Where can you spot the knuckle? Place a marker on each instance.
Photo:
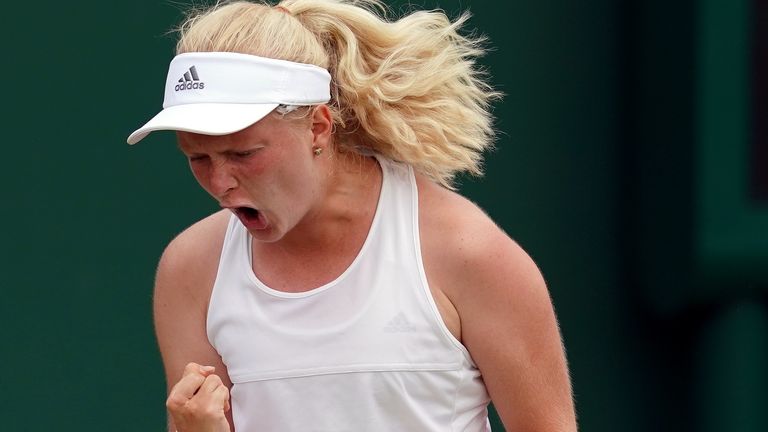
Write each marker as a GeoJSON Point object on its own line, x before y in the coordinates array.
{"type": "Point", "coordinates": [175, 402]}
{"type": "Point", "coordinates": [214, 379]}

### Assignment
Nothing but the pictures may be dropped as you repeat the listing above exactly.

### Written answer
Where can you spot the knuckle? Place a marker on each instance.
Photo:
Write each marker as a GeoJSON Point object on its own line, x before y in the coordinates array.
{"type": "Point", "coordinates": [175, 402]}
{"type": "Point", "coordinates": [214, 379]}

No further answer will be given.